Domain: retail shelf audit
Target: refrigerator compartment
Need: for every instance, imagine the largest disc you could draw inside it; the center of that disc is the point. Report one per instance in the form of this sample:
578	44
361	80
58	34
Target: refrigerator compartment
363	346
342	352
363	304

^^^^^^^^^^^^^^^^

## EXERCISE REQUIREMENTS
What you should produce is an exact copy of the records above.

## SOLVED EXERCISE
Domain: retail shelf audit
Target: refrigerator compartment
Need: for every instance, imagine the largest disc you could draw inside it; the center of that disc is the point. Report one per instance in the form of this sample:
578	44
361	80
58	34
Target: refrigerator compartment
363	346
342	352
363	304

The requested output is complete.